**Exercice**
Dans le texte sur Eric Sadin, recopiez mot pour mot le passage qui s'ouvre sur les mots contenant « Ecrivain, théoricien et » et s'achève sur « Big Brother annoncée. ».

**Texte de lecture**

# # #

Ecrivain, théoricien et artiste, Eric Sadin parcourt la planète et ses nouveaux espaces urbains pour y explorer des perspectives littéraires inédites intégrant les nouvelles technologies, ses usages contemporains et les mutations qui en découlent. Times of the signs, 430 pages de textes théoriques et de snapshots visuels, est le résultat de ses investigations qui fait le constat de l’omniprésence de « signes ». Où quand, à l’instar des phénomènes de désinhibition et de fichage volontaire observés sur Internet, l’exhibition de soi, la transparence des corps et l’interconnexion généralisée participent du même mouvement de « surveillance horizontale », à mille lieues de la figure unique de Big Brother annoncée.

– version intégrale de notre entretien publié dans Chronic’art #40 (novembre 2007)-

Chronic’art : Qu’avez-vous voulu montré à travers ce patchwork de textes théoriques et de « signes » visuels qu’est Times of the signs ?

# # #

**Données fournies**
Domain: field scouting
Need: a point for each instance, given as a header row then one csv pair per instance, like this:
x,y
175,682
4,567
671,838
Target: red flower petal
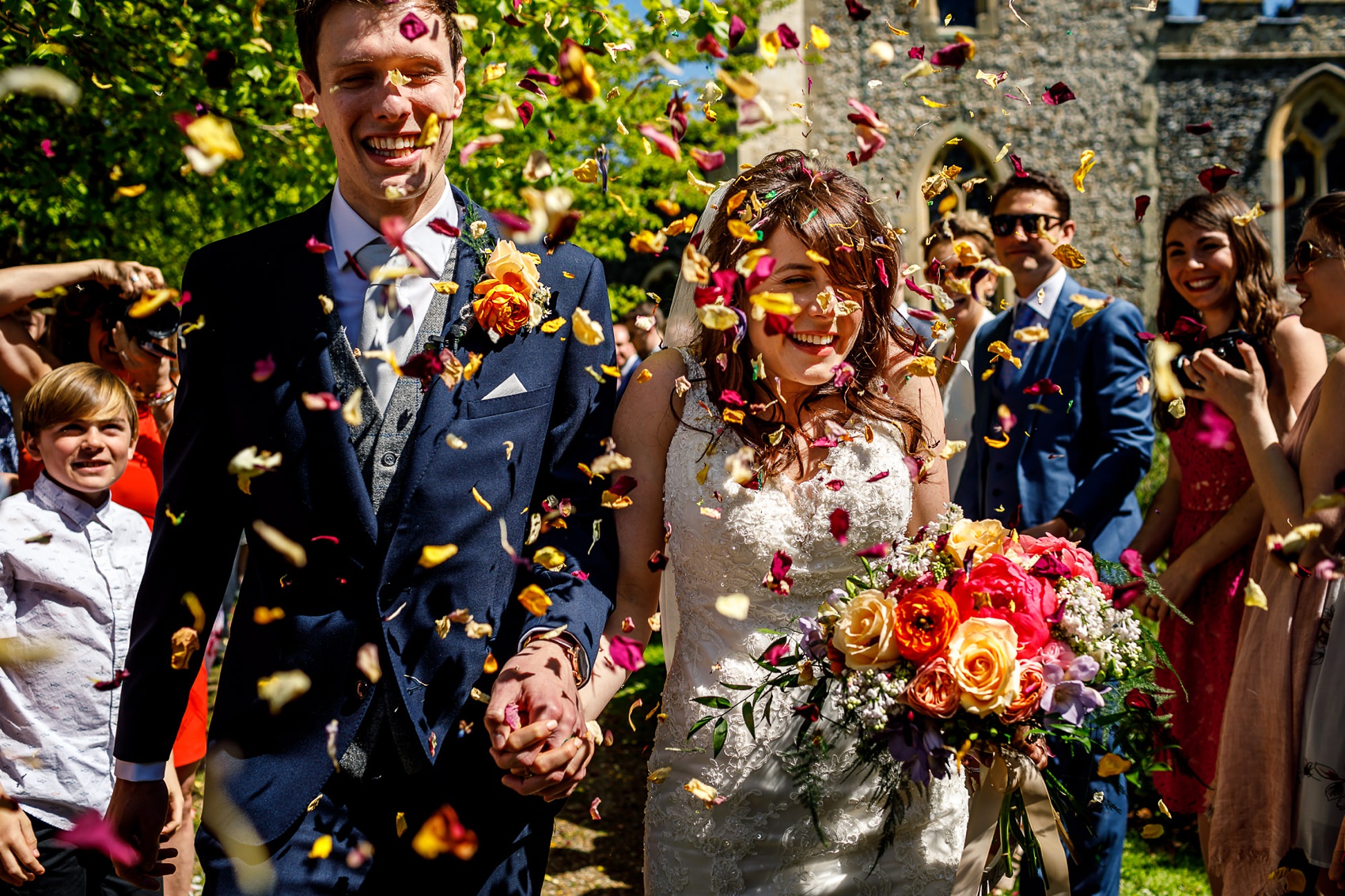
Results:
x,y
1214,178
1058,93
412,27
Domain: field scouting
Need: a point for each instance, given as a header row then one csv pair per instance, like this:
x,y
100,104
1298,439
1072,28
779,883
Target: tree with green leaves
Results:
x,y
121,171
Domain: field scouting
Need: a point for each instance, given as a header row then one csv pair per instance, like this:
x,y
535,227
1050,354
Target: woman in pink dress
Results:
x,y
1218,278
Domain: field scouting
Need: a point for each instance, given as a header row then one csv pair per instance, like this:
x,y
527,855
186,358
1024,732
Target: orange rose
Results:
x,y
1031,679
934,690
982,657
864,631
924,623
501,307
515,268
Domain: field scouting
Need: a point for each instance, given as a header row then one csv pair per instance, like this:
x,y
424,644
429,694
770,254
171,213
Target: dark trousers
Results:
x,y
70,872
1098,830
514,833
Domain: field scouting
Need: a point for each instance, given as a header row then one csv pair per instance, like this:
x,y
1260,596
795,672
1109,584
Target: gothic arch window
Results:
x,y
978,17
1305,151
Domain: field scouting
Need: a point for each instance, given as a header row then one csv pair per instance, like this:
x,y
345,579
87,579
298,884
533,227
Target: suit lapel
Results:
x,y
327,432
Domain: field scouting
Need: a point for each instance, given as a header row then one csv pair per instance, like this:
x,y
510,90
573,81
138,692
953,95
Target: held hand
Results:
x,y
138,813
540,682
131,278
17,845
175,803
1235,391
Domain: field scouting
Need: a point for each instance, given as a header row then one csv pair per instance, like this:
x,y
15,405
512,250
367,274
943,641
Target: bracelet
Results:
x,y
563,641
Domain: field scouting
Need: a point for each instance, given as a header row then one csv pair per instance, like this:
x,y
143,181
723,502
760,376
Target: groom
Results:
x,y
393,510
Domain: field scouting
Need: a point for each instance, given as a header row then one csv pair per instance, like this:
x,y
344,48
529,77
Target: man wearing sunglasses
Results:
x,y
1056,448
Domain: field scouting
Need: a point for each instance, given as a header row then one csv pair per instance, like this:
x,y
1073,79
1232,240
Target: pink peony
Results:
x,y
998,588
1070,554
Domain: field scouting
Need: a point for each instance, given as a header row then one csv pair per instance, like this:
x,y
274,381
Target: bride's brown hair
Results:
x,y
829,213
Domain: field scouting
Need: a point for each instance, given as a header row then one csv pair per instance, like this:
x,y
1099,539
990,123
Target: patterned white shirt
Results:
x,y
69,575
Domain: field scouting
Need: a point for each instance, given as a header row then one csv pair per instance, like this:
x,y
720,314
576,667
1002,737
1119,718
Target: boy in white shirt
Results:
x,y
70,565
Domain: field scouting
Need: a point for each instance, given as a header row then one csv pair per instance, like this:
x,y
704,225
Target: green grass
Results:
x,y
1147,871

# # #

**Corrigé**
Ecrivain, théoricien et artiste, Eric Sadin parcourt la planète et ses nouveaux espaces urbains pour y explorer des perspectives littéraires inédites intégrant les nouvelles technologies, ses usages contemporains et les mutations qui en découlent. Times of the signs, 430 pages de textes théoriques et de snapshots visuels, est le résultat de ses investigations qui fait le constat de l’omniprésence de « signes ». Où quand, à l’instar des phénomènes de désinhibition et de fichage volontaire observés sur Internet, l’exhibition de soi, la transparence des corps et l’interconnexion généralisée participent du même mouvement de « surveillance horizontale », à mille lieues de la figure unique de Big Brother annoncée.